→ Problem description: Only an exact repetition of the entries will do.

Stored data
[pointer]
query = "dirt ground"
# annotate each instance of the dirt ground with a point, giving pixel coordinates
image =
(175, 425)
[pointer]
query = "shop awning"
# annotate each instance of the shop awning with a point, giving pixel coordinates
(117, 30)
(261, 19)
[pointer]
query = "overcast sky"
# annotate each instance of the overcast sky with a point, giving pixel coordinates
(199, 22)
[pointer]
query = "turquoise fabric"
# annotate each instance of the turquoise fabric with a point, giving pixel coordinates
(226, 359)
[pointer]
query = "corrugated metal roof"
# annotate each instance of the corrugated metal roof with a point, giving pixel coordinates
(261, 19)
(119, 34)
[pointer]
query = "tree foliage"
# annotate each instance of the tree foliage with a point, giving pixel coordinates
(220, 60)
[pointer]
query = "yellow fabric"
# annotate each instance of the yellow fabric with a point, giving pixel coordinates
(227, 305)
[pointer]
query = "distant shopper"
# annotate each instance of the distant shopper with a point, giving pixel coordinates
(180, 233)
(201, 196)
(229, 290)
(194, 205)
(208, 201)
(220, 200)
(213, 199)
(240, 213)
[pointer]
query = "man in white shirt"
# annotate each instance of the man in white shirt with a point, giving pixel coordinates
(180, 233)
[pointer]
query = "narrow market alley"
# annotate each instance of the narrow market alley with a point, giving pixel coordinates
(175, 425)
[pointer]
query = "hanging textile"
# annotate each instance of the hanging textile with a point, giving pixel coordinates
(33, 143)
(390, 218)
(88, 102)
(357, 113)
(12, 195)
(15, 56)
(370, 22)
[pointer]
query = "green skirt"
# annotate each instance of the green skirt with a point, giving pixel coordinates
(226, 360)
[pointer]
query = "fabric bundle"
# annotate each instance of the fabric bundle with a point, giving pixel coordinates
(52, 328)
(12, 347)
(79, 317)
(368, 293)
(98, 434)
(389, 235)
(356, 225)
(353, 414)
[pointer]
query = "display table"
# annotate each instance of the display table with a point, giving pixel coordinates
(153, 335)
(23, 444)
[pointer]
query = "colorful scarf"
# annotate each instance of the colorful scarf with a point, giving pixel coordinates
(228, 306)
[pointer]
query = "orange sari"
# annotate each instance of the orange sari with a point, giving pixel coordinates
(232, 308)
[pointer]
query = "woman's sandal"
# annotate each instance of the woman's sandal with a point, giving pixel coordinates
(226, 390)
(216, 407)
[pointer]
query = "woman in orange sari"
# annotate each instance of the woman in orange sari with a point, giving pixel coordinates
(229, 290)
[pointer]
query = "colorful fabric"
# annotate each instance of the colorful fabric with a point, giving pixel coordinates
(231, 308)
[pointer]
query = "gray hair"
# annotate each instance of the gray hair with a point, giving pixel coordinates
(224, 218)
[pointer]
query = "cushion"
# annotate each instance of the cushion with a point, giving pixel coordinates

→ Answer space:
[pointer]
query = "dirt ground"
# annotate each instance of the dirt ground with a point, giving pixel coordinates
image =
(175, 425)
[pointer]
query = "shop awning"
# annotate each instance of the shop awning with a point, giving pixel coordinates
(117, 30)
(261, 19)
[pointer]
query = "overcast sky"
# annotate each instance of the overcast sky with a point, giving pixel coordinates
(199, 22)
[pointer]
query = "turquoise fabric"
# annotate each instance of the turquoise fabric with a point, giving pixel coordinates
(226, 359)
[pointer]
query = "corrugated metal roof"
# annotate each instance of the corrugated metal roof with a point, giving pixel coordinates
(261, 19)
(119, 34)
[pointer]
query = "tree foliage"
# annotate each instance of the tree foliage with a point, giving pixel coordinates
(220, 60)
[pointer]
query = "yellow fabric"
# annotate each instance of the yellow fabric with a point, giving pixel coordinates
(227, 305)
[pointer]
query = "distant shopper"
# annotate each instance of the distant shopper with a point, giving pixel coordinates
(180, 233)
(201, 196)
(229, 290)
(194, 205)
(208, 201)
(220, 200)
(213, 199)
(240, 213)
[pointer]
query = "man in white shirt"
# annotate each instance of the man in white shirt with a point, giving pixel coordinates
(180, 233)
[pointer]
query = "narrow market alley"
# annotate each instance of the narrow market alley with a point, giving pixel coordinates
(175, 425)
[pointer]
query = "hanging textile"
# annotate each instance of the hanging textile with a point, giving pixel coordinates
(33, 143)
(390, 218)
(88, 102)
(357, 113)
(12, 195)
(15, 56)
(370, 22)
[pointer]
query = "green skirt"
# annotate each instance of the green skirt with a point, giving pixel coordinates
(226, 360)
[pointer]
query = "fabric bundle"
# annotate each instance of the fabric bundle with a point, giving pixel coordinates
(52, 328)
(12, 347)
(79, 317)
(368, 293)
(98, 434)
(389, 235)
(356, 225)
(353, 414)
[pointer]
query = "display table"
# annotate each instance of the display table with a point, giving pixel coordinates
(153, 335)
(23, 444)
[pointer]
query = "colorful scarf"
# annotate each instance of the colorful scarf with a point, giving pixel coordinates
(228, 306)
[pointer]
query = "orange sari"
# annotate each instance of the orange sari with a point, giving pixel coordinates
(232, 308)
[pointer]
query = "woman's sandal"
# annotate each instance of the woman's sandal with a point, giving pixel coordinates
(226, 390)
(216, 407)
[pointer]
query = "woman in orange sari"
# annotate each instance of the woman in orange sari with a point, giving pixel coordinates
(229, 290)
[pointer]
query = "colorful fabric"
# annotate each instance of the colorful fabric with a point, giving pixel coordinates
(231, 308)
[pointer]
query = "gray hair"
# annotate each instance of the gray hair with a point, giving pixel coordinates
(224, 218)
[pointer]
query = "cushion"
# annotate each instance of the cushion with a point, giving pixel coordinates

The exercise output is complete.